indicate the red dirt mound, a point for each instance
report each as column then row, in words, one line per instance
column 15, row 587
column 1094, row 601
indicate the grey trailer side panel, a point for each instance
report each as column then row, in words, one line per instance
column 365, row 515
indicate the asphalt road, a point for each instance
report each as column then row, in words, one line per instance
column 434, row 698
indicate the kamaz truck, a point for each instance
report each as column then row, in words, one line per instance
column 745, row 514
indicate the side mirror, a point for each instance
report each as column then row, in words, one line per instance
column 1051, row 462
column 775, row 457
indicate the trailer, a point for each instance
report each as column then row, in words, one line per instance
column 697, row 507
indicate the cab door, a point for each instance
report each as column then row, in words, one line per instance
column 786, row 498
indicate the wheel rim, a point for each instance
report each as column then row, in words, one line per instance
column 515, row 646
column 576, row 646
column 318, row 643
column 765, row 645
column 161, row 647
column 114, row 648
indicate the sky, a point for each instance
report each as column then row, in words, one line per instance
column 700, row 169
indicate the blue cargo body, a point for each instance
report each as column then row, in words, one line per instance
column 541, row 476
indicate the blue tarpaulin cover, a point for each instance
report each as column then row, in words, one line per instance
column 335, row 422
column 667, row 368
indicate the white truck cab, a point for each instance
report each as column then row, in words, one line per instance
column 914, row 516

....................

• _AIM OF THE EXERCISE_: Where does the string "side" occur in the listing above? Return every line that contains it.

• _EXERCISE SOLUTION_:
indicate the grey trailer side panel, a point for each instance
indicate the side mirror, a point for each instance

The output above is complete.